== What the task requires ==
Arrange every line of the listing below as a Markdown table with the columns Row and Line, numbering the rows in order and skipping blank lines. Leave the pictures out of the answer.

--- start of Data excerpts ---

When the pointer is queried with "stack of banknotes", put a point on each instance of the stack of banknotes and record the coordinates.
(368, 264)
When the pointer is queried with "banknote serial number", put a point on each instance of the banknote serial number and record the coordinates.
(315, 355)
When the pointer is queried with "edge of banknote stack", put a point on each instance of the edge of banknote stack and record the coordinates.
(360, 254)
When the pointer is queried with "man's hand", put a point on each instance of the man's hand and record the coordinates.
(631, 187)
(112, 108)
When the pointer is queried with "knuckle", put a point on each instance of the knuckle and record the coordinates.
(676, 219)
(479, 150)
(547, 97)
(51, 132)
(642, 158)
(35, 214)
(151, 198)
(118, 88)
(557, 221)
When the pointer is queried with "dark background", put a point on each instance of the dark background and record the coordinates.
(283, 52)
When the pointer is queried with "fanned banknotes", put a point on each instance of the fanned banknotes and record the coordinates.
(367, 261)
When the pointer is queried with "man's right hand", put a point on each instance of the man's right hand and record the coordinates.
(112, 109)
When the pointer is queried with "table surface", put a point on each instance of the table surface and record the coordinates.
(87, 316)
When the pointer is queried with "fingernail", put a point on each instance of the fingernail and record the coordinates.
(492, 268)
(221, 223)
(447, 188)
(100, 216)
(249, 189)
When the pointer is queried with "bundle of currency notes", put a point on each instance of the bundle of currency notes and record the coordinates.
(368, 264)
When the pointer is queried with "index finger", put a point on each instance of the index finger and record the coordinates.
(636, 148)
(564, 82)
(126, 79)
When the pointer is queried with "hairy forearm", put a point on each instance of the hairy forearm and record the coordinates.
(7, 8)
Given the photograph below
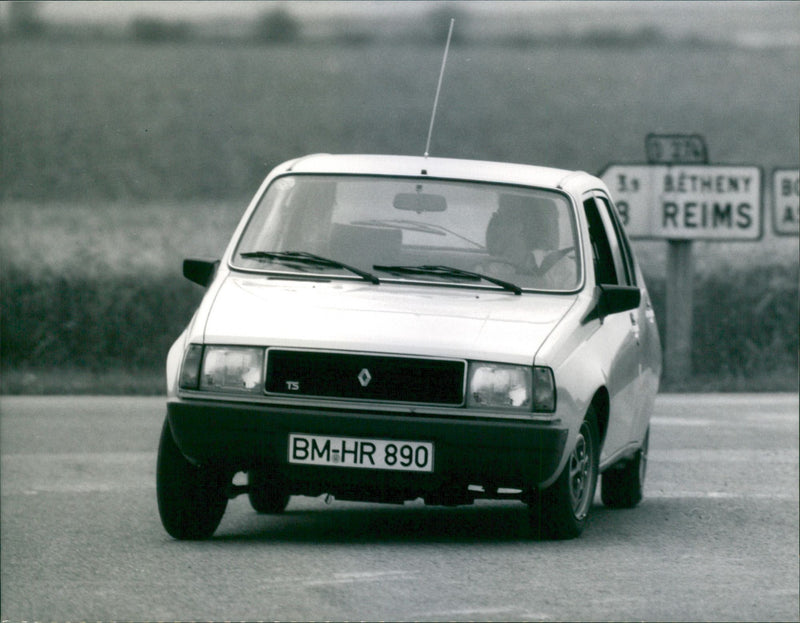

--- end of Data excerpts ---

== Response ==
| Row | Line |
|---|---|
| 1 | When the pointer is queried with "stack of banknotes", put a point on each instance of the stack of banknotes and record the coordinates. |
| 2 | (368, 264) |
| 3 | When the pointer is queried with "banknote serial number", put a point on each instance of the banknote serial number and record the coordinates. |
| 4 | (315, 355) |
| 5 | When the pointer is queried with "edge of banknote stack", put a point on each instance of the edge of banknote stack and record the coordinates. |
| 6 | (360, 254) |
| 7 | When the pointer is queried with "man's hand", put a point on each instance of the man's hand and record the coordinates. |
| 8 | (631, 187) |
| 9 | (112, 108) |
| 10 | When the pointer is queried with "knuckle", put a point on each instance of the knuckle and record the coordinates. |
| 11 | (676, 219) |
| 12 | (479, 150) |
| 13 | (547, 97) |
| 14 | (51, 132) |
| 15 | (642, 158) |
| 16 | (35, 214) |
| 17 | (151, 198) |
| 18 | (118, 88) |
| 19 | (557, 221) |
| 20 | When the pointer is queried with "dark background", put a point on each instance of the dark background and record the coordinates. |
| 21 | (283, 52) |
| 22 | When the pointer is queried with "fanned banknotes", put a point on each instance of the fanned banknotes and record the coordinates. |
| 23 | (367, 261) |
| 24 | When the pointer is queried with "man's right hand", put a point on each instance of the man's right hand and record the coordinates. |
| 25 | (112, 109) |
| 26 | When the pointer is queried with "table surface", put a point on each instance of the table surface and record the coordinates. |
| 27 | (87, 316) |
| 28 | When the pointer is queried with "fingernail", put a point on each instance of the fingernail and record the coordinates. |
| 29 | (492, 268) |
| 30 | (221, 223) |
| 31 | (447, 188) |
| 32 | (100, 216) |
| 33 | (249, 189) |
| 34 | When the pointer is queried with "bundle of currency notes", put a point on each instance of the bundle of currency notes and record the coordinates. |
| 35 | (368, 264) |
| 36 | When the pointer is queried with "index finger", put a point on each instance of the index finger and record the coordinates. |
| 37 | (636, 148) |
| 38 | (564, 82) |
| 39 | (126, 79) |
| 40 | When the pointer is queried with "hairy forearm", put a point on each instance of the hairy forearm and record the coordinates. |
| 41 | (7, 8) |
| 42 | Given the photograph below |